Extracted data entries
-*-
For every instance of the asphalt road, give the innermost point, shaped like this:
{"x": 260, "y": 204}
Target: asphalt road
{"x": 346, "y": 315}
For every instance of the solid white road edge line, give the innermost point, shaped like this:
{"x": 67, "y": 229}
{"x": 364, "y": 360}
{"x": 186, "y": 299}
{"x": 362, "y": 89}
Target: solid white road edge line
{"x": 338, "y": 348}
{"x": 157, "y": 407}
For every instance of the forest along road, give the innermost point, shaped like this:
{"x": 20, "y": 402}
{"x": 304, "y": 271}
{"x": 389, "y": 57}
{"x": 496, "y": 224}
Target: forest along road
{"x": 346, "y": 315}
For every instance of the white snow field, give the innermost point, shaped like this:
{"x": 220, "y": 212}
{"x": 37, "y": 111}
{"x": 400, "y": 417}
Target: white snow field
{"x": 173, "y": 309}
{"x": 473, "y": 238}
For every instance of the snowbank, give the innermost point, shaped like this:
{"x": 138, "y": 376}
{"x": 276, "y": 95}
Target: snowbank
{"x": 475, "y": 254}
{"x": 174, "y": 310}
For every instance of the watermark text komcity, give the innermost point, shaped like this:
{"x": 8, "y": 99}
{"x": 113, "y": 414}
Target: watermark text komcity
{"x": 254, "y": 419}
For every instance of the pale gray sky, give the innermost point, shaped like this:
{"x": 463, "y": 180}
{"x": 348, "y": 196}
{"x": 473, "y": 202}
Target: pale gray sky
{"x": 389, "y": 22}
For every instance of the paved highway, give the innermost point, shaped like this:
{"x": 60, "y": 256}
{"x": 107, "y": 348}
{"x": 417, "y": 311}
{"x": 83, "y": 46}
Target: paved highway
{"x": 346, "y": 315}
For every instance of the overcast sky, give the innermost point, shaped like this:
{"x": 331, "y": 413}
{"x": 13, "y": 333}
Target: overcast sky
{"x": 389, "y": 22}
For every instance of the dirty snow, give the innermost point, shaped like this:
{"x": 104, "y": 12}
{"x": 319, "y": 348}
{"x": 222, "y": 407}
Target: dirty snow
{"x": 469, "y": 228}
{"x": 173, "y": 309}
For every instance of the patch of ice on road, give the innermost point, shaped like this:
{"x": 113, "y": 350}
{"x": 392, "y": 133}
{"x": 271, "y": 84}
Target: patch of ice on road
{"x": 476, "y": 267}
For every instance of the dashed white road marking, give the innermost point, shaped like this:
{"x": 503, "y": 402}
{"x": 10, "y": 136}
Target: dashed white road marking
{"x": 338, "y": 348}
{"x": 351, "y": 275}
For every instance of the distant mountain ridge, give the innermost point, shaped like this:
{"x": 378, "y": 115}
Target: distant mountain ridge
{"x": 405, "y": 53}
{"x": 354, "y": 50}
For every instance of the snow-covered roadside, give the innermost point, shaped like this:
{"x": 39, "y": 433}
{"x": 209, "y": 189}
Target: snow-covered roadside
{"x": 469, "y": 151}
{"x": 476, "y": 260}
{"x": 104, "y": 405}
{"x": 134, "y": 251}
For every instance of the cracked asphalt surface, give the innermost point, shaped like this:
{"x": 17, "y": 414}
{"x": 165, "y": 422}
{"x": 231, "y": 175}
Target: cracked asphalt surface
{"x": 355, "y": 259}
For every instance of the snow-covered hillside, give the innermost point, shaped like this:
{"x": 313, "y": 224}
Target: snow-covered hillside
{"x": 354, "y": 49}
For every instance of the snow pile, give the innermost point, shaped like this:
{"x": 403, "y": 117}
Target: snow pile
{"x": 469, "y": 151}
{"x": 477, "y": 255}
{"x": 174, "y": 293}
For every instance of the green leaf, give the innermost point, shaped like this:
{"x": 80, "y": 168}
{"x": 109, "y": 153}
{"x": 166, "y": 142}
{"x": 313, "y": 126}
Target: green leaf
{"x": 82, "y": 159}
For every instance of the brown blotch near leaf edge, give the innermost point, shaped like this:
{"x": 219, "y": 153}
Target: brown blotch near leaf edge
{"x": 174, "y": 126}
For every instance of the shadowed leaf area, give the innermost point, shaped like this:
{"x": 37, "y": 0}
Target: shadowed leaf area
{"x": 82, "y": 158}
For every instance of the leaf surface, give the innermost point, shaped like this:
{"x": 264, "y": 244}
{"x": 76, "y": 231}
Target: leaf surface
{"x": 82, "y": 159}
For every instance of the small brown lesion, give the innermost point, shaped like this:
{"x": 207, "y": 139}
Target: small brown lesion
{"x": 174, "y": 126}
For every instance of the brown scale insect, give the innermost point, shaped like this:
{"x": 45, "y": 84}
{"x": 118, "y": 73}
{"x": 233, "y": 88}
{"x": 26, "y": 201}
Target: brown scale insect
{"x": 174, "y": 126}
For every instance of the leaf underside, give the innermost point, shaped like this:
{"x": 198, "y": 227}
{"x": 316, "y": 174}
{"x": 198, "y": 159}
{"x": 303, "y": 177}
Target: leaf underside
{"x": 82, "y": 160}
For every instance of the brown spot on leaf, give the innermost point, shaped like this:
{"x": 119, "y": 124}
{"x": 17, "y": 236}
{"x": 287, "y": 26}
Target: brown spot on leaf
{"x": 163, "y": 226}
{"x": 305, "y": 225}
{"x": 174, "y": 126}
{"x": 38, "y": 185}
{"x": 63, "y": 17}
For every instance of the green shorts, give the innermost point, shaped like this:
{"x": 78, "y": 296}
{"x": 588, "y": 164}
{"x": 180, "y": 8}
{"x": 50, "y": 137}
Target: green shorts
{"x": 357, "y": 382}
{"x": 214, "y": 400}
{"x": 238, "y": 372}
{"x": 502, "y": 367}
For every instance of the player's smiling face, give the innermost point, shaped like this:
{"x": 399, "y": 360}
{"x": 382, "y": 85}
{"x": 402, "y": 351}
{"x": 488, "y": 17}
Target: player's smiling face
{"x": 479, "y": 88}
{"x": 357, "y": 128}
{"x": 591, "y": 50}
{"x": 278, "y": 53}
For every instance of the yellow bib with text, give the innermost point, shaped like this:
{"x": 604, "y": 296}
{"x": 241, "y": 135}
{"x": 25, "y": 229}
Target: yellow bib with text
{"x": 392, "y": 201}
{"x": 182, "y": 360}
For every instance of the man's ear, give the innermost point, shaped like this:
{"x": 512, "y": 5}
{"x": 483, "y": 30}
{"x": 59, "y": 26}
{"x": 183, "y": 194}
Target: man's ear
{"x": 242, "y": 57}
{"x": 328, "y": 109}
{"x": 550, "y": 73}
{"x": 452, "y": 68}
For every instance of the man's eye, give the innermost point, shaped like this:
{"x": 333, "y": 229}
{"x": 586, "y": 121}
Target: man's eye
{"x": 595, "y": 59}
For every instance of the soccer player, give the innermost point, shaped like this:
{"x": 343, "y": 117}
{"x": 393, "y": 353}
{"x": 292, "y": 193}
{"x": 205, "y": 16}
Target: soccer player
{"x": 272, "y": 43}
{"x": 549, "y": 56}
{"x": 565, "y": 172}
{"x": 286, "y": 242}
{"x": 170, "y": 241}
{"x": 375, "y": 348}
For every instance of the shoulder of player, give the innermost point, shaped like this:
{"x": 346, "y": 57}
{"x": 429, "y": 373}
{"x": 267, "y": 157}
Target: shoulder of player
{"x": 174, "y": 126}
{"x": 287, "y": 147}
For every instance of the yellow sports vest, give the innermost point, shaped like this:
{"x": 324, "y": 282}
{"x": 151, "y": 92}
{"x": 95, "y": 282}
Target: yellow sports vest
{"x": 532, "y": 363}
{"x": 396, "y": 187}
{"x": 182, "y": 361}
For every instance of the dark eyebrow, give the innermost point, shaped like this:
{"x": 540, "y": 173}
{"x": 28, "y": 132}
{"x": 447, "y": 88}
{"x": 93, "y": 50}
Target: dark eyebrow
-*-
**PROBLEM DESCRIPTION**
Each entry above is to be returned exactly as given.

**WRITTEN ANSWER**
For every instance of the asphalt road, give the innermost point, shaped like this:
{"x": 260, "y": 204}
Target: asphalt road
{"x": 346, "y": 315}
For every instance of the solid white road edge line, give the innermost point, shaped like this:
{"x": 67, "y": 229}
{"x": 364, "y": 360}
{"x": 186, "y": 299}
{"x": 362, "y": 89}
Target: solid white road edge line
{"x": 338, "y": 348}
{"x": 157, "y": 407}
For every instance of the forest along road, give the innermost point, shaped like this:
{"x": 20, "y": 402}
{"x": 304, "y": 271}
{"x": 389, "y": 57}
{"x": 496, "y": 224}
Target: forest along road
{"x": 346, "y": 315}
For every instance of the white snow field, give the innermost point, shaped like this:
{"x": 220, "y": 212}
{"x": 37, "y": 111}
{"x": 400, "y": 417}
Target: white snow field
{"x": 173, "y": 309}
{"x": 473, "y": 238}
For every instance of the snowbank, give the innermost point, shaped like this:
{"x": 138, "y": 376}
{"x": 276, "y": 95}
Target: snowbank
{"x": 475, "y": 254}
{"x": 174, "y": 310}
For every instance of the watermark text komcity, give the innermost point, shaped like this:
{"x": 8, "y": 99}
{"x": 113, "y": 414}
Target: watermark text komcity
{"x": 254, "y": 419}
For every instance of the pale gray sky, give the innermost point, shaped like this:
{"x": 463, "y": 180}
{"x": 348, "y": 196}
{"x": 473, "y": 202}
Target: pale gray sky
{"x": 389, "y": 22}
For every instance of the paved highway, give the innermost point, shaped like this:
{"x": 60, "y": 256}
{"x": 107, "y": 348}
{"x": 417, "y": 311}
{"x": 83, "y": 46}
Target: paved highway
{"x": 346, "y": 315}
For every instance of the overcast sky, give the innermost point, shaped like this:
{"x": 331, "y": 413}
{"x": 13, "y": 333}
Target: overcast sky
{"x": 389, "y": 22}
For every instance of the dirty snow, give the innermost point, shaped like this:
{"x": 104, "y": 12}
{"x": 319, "y": 348}
{"x": 222, "y": 407}
Target: dirty snow
{"x": 469, "y": 228}
{"x": 173, "y": 309}
For every instance of the patch of ice on road, give the innermost point, shaped like this:
{"x": 113, "y": 350}
{"x": 392, "y": 133}
{"x": 271, "y": 84}
Target: patch of ice on road
{"x": 476, "y": 267}
For every instance of the dashed white road marking, give the innermost point, shaped like this:
{"x": 503, "y": 402}
{"x": 10, "y": 136}
Target: dashed white road marking
{"x": 338, "y": 348}
{"x": 351, "y": 275}
For every instance of the distant mountain ridge, give the innermost point, shaped like this:
{"x": 378, "y": 115}
Target: distant mountain ridge
{"x": 405, "y": 53}
{"x": 354, "y": 50}
For every instance of the snow-covered roadside, give the innermost point, shaped like this:
{"x": 39, "y": 433}
{"x": 209, "y": 189}
Target: snow-covered roadside
{"x": 469, "y": 151}
{"x": 476, "y": 260}
{"x": 104, "y": 405}
{"x": 134, "y": 251}
For every instance of the cracked asphalt surface, give the innermost point, shaped like this:
{"x": 17, "y": 414}
{"x": 165, "y": 422}
{"x": 231, "y": 175}
Target: cracked asphalt surface
{"x": 355, "y": 259}
For every instance of the snow-covered hillside, give the innermost point, shaped like this:
{"x": 313, "y": 224}
Target: snow-covered hillside
{"x": 354, "y": 49}
For every instance of the snow pile, give the innermost point, shaped like this:
{"x": 403, "y": 117}
Target: snow pile
{"x": 469, "y": 151}
{"x": 477, "y": 255}
{"x": 174, "y": 293}
For every instance of the green leaf, give the innermost point, shaped like this:
{"x": 80, "y": 168}
{"x": 109, "y": 153}
{"x": 166, "y": 142}
{"x": 313, "y": 126}
Target: green leaf
{"x": 82, "y": 159}
For every instance of the brown blotch near leaf edge, give the innermost point, shaped like this:
{"x": 219, "y": 153}
Target: brown blotch near leaf edge
{"x": 174, "y": 126}
For every instance of the shadowed leaf area, give the innermost point, shaped like this:
{"x": 37, "y": 0}
Target: shadowed leaf area
{"x": 82, "y": 158}
For every instance of the leaf surface, give the innermost point, shaped like this:
{"x": 264, "y": 244}
{"x": 76, "y": 231}
Target: leaf surface
{"x": 82, "y": 159}
For every instance of the small brown lesion, give the innermost point, shaped like this:
{"x": 207, "y": 139}
Target: small brown lesion
{"x": 174, "y": 126}
For every instance of the brown scale insect, give the innermost point, shaped like this:
{"x": 45, "y": 84}
{"x": 118, "y": 73}
{"x": 233, "y": 88}
{"x": 26, "y": 201}
Target: brown scale insect
{"x": 174, "y": 126}
For every instance of the leaf underside, give the innermost point, shaped like this:
{"x": 198, "y": 227}
{"x": 316, "y": 174}
{"x": 198, "y": 159}
{"x": 303, "y": 177}
Target: leaf underside
{"x": 82, "y": 160}
For every instance of the brown spot on leaf, give the innermost point, shaped like this:
{"x": 119, "y": 124}
{"x": 17, "y": 236}
{"x": 287, "y": 26}
Target: brown spot on leaf
{"x": 163, "y": 226}
{"x": 305, "y": 225}
{"x": 174, "y": 126}
{"x": 38, "y": 185}
{"x": 63, "y": 17}
For every instance of the green shorts, give the innermost point, shaped like this:
{"x": 78, "y": 296}
{"x": 588, "y": 164}
{"x": 180, "y": 8}
{"x": 50, "y": 137}
Target: green shorts
{"x": 357, "y": 382}
{"x": 214, "y": 400}
{"x": 238, "y": 372}
{"x": 502, "y": 367}
For every instance of the player's smiling face, give the innermost point, shaped like this:
{"x": 399, "y": 360}
{"x": 382, "y": 85}
{"x": 402, "y": 351}
{"x": 488, "y": 17}
Target: player's smiling face
{"x": 479, "y": 88}
{"x": 357, "y": 128}
{"x": 591, "y": 50}
{"x": 278, "y": 53}
For every instance of the yellow bib with text, give the innermost point, shaped like this:
{"x": 604, "y": 296}
{"x": 241, "y": 135}
{"x": 25, "y": 229}
Target: yellow bib with text
{"x": 392, "y": 201}
{"x": 182, "y": 360}
For every instance of the man's ear, give the innermost point, shaped like this:
{"x": 512, "y": 5}
{"x": 483, "y": 30}
{"x": 59, "y": 26}
{"x": 183, "y": 194}
Target: man's ear
{"x": 242, "y": 57}
{"x": 328, "y": 109}
{"x": 550, "y": 73}
{"x": 452, "y": 68}
For every instance of the man's eye, give the innermost point, shaped like this:
{"x": 333, "y": 229}
{"x": 586, "y": 121}
Target: man's eye
{"x": 595, "y": 59}
For every instance of the soccer player, give the innermost point, shaped like this:
{"x": 343, "y": 117}
{"x": 393, "y": 353}
{"x": 292, "y": 193}
{"x": 205, "y": 16}
Target: soccer player
{"x": 272, "y": 43}
{"x": 549, "y": 56}
{"x": 565, "y": 172}
{"x": 286, "y": 242}
{"x": 170, "y": 241}
{"x": 375, "y": 348}
For every instance of the shoulder of player, give the innermost point, shaped like this:
{"x": 346, "y": 57}
{"x": 429, "y": 373}
{"x": 267, "y": 157}
Target: shoulder of player
{"x": 174, "y": 126}
{"x": 287, "y": 147}
For every instance of the yellow sports vest, give the innermost point, shaped like this:
{"x": 324, "y": 282}
{"x": 151, "y": 92}
{"x": 95, "y": 282}
Target: yellow sports vest
{"x": 532, "y": 363}
{"x": 396, "y": 187}
{"x": 182, "y": 361}
For every instance of the dark eyebrow, give the innermost point, shaped like this:
{"x": 540, "y": 173}
{"x": 28, "y": 132}
{"x": 447, "y": 88}
{"x": 93, "y": 50}
Target: dark eyebrow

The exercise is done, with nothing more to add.